[DIRECTION]
Reproduce the following lines without any changes, starting with the line containing "the rhythmic gymnast." and ending with the line containing "[213,163,230,186]", including both of those lines.

(Extracted data entries)

<<<<

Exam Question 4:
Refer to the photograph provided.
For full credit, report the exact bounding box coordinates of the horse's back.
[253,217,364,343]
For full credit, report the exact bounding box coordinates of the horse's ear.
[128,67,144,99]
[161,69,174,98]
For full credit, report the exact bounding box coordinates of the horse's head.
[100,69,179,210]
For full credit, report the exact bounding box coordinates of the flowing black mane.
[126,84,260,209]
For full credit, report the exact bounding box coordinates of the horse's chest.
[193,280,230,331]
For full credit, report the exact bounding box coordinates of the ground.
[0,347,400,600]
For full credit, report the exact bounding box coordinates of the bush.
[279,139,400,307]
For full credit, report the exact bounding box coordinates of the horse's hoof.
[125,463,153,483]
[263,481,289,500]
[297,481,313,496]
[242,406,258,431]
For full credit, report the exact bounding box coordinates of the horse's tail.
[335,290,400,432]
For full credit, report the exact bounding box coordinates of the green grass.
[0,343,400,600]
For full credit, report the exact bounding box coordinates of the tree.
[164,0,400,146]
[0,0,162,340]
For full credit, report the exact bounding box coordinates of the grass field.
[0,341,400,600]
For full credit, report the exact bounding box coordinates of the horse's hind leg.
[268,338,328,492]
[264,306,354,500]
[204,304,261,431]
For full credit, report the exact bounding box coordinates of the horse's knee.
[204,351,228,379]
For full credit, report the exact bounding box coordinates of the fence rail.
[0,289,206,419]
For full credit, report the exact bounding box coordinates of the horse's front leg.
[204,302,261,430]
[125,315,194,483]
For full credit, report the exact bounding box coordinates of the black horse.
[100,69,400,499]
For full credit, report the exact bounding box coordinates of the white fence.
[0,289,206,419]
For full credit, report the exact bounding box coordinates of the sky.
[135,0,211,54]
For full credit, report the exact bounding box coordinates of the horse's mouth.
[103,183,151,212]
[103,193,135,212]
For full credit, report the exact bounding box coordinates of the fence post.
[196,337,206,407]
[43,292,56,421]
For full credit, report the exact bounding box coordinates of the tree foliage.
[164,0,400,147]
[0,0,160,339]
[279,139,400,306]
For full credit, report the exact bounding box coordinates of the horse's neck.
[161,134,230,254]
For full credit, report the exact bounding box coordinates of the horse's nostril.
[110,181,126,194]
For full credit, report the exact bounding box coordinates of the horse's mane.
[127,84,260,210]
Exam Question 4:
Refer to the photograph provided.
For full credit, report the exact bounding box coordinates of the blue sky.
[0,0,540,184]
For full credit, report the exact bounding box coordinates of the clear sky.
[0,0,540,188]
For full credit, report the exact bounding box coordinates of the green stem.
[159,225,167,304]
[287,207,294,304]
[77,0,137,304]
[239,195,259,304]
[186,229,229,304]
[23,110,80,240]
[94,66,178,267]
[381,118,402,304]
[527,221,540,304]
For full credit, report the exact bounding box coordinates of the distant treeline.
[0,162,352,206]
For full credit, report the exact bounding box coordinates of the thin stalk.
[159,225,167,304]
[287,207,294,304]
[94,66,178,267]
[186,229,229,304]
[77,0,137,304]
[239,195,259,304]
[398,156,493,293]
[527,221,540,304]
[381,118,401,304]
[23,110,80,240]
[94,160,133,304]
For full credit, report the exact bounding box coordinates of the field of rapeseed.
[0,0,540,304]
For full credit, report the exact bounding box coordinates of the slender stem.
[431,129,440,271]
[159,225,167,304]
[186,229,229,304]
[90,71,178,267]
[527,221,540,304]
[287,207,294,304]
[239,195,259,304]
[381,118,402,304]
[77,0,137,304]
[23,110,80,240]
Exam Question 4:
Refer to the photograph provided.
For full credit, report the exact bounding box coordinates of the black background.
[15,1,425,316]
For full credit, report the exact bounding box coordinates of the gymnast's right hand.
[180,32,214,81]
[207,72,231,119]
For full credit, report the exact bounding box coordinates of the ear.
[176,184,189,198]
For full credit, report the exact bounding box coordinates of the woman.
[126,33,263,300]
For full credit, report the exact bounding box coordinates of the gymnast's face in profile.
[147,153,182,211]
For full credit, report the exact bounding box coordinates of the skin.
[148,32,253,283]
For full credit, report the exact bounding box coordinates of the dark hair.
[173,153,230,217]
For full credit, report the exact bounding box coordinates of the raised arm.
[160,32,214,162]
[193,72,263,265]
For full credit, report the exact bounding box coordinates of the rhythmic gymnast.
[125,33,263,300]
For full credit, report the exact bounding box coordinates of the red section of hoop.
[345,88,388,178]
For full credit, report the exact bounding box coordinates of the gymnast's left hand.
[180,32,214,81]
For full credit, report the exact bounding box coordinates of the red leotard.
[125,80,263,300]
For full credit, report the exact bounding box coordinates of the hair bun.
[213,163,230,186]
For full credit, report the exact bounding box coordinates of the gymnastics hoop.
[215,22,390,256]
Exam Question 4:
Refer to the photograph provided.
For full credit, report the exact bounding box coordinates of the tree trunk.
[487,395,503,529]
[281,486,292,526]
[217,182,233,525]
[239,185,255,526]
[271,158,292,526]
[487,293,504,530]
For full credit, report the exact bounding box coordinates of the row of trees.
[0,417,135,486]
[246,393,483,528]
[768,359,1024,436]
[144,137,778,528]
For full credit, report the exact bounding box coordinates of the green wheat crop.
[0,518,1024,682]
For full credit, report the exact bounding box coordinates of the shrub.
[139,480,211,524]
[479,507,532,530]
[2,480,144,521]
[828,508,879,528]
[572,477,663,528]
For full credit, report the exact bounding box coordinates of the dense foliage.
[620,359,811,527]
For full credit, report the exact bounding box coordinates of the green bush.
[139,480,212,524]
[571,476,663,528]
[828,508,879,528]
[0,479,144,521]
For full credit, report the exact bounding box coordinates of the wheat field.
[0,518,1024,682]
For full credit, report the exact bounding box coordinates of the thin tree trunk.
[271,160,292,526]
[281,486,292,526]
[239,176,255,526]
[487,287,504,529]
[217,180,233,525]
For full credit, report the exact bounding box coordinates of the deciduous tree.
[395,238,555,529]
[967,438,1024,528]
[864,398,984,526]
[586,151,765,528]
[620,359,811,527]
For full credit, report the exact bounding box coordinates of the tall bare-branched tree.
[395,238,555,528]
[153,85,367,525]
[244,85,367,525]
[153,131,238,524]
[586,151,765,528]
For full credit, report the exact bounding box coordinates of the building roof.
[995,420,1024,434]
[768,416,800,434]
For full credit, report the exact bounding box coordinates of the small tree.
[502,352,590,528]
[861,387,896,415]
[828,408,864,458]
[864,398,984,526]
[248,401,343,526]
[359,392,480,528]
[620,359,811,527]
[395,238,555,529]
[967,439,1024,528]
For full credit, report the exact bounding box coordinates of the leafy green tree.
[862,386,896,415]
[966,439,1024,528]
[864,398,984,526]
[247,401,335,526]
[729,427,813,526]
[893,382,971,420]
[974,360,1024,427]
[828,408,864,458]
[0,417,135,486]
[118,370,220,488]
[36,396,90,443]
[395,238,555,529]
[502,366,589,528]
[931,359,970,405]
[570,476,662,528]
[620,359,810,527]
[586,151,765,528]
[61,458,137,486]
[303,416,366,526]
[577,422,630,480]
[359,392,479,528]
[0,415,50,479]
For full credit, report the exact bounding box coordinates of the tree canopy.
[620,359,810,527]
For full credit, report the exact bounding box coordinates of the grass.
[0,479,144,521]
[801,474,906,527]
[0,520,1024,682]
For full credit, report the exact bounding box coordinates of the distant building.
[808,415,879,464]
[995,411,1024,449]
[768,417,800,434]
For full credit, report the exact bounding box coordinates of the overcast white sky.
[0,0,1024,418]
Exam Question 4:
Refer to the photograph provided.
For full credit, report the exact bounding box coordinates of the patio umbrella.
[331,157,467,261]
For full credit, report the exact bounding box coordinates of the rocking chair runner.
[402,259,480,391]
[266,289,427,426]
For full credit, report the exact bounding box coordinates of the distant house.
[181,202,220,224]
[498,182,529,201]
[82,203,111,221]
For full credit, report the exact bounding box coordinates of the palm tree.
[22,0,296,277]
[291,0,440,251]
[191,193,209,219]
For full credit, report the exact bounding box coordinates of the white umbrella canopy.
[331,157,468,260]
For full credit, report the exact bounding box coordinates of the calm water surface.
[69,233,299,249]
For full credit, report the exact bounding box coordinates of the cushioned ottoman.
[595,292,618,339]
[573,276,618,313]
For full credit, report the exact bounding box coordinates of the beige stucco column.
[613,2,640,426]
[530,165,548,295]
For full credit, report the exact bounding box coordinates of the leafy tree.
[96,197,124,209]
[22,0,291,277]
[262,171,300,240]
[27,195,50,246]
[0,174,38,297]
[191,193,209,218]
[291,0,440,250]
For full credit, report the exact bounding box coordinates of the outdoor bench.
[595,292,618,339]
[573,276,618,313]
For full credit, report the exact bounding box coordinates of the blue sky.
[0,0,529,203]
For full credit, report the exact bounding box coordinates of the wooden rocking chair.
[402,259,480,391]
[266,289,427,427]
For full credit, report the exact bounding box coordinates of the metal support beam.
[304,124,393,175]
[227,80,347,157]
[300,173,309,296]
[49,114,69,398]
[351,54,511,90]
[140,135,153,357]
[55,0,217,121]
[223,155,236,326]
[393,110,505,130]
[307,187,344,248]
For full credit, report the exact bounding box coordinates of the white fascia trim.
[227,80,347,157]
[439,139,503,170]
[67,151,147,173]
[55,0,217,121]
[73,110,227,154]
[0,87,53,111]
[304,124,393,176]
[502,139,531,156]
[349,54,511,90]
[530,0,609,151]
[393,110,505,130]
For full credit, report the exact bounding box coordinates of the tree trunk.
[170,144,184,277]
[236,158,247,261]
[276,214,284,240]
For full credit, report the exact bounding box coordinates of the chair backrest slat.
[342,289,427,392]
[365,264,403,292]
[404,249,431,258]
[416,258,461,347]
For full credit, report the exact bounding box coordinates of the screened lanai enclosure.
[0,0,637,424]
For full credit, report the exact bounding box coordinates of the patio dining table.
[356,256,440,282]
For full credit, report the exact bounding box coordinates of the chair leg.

>>>>

[WRITTEN RESPONSE]
For full credit, report the exact bounding box coordinates of the rhythmic gymnast.
[125,33,263,300]
For full credit, report the exact bounding box coordinates of the red section of hoop.
[345,88,388,178]
For full credit, report the exact bounding box coordinates of the gymnast's left hand.
[180,32,214,81]
For full credit, report the exact bounding box coordinates of the red leotard.
[125,80,263,300]
For full credit, report the exact bounding box coordinates of the hair bun.
[213,163,230,186]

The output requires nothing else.